◆ Exercise requirements
Update the listing from the line with "Mark each instance of the white interior" to the line with "x=305 y=246" by replacing "interior door" with "front door" and leaving everything else unchanged. Give only those lines, without the pictures.

◆ Information supplied
━━━━━━━━

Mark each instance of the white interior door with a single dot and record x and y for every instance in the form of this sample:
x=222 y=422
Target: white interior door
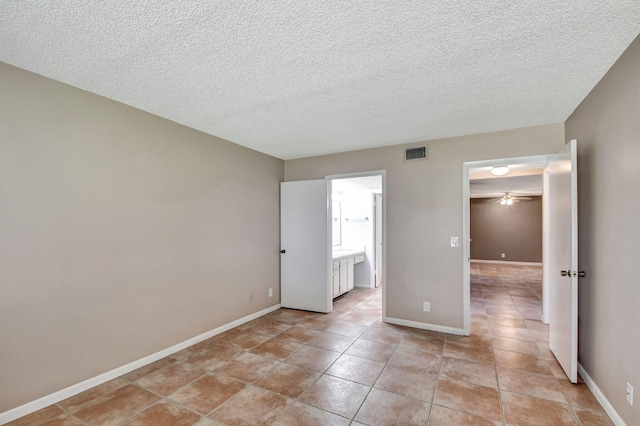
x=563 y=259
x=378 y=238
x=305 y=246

━━━━━━━━

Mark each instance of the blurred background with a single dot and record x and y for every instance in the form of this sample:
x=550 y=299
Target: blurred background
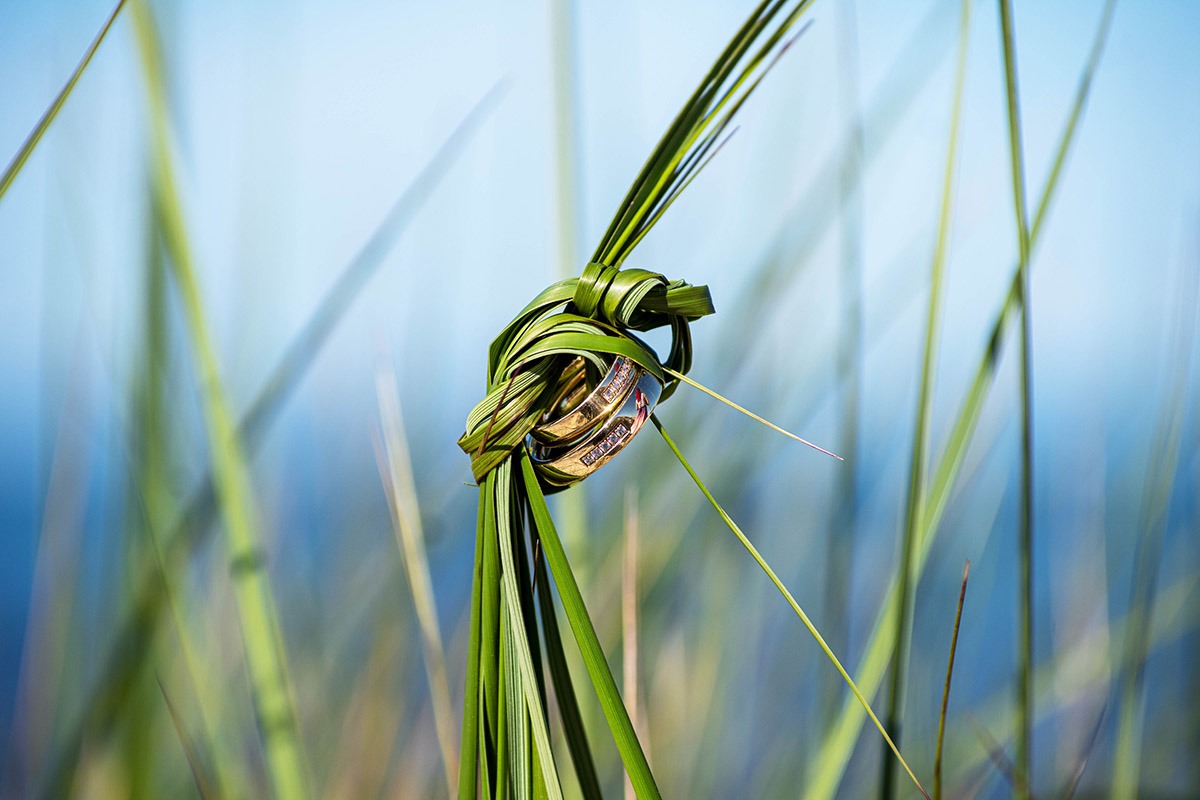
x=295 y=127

━━━━━━━━

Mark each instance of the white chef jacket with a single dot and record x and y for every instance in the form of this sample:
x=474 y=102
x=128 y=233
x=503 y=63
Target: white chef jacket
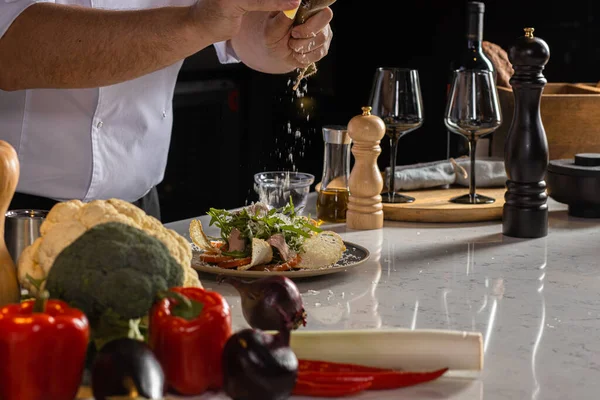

━━━━━━━━

◆ Task output
Mark each instance of the white front door with a single dot and record x and y for every instance in the form of this sample:
x=222 y=422
Target: white front door
x=563 y=259
x=378 y=238
x=305 y=246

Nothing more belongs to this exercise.